**Written task:**
In the data below, substitute "bare room interior" for "empty room interior" and write out the lines again with nothing else changed, leaving out the pictures.

**Supplied data:**
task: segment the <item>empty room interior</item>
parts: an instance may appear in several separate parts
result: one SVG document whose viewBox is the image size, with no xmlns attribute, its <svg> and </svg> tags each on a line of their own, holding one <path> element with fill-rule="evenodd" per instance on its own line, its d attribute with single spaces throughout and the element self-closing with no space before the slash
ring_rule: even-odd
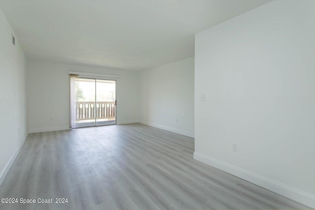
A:
<svg viewBox="0 0 315 210">
<path fill-rule="evenodd" d="M 0 0 L 0 209 L 315 209 L 315 0 Z"/>
</svg>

**The reply:**
task: segment the <item>bare room interior</item>
parts: an instance may appear in several separate parts
result: one SVG document whose viewBox is the image size, with no xmlns attribute, its <svg> and </svg> tags each on a line of their own, holding one <path> element with fill-rule="evenodd" per instance on its own line, its d attribute with single spaces throughout and the element self-closing with no space before the slash
ring_rule: even-odd
A:
<svg viewBox="0 0 315 210">
<path fill-rule="evenodd" d="M 0 0 L 0 209 L 315 209 L 315 0 Z"/>
</svg>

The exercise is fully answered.